RECORDS TO USE:
★ ★ ★
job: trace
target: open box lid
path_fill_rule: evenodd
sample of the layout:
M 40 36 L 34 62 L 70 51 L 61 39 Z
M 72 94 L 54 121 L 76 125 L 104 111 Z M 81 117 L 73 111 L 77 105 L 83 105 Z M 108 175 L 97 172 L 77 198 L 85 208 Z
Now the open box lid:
★ ★ ★
WORK TO DO: Output every line of the records above verbatim, with no changes.

EXERCISE ANSWER:
job: trace
target: open box lid
path_fill_rule: evenodd
sample of the layout:
M 40 36 L 34 62 L 70 51 L 61 39 Z
M 72 94 L 54 121 L 76 125 L 104 111 Z M 81 117 L 73 111 L 77 105 L 83 105 Z M 108 175 L 97 172 L 77 198 L 85 208 Z
Now the open box lid:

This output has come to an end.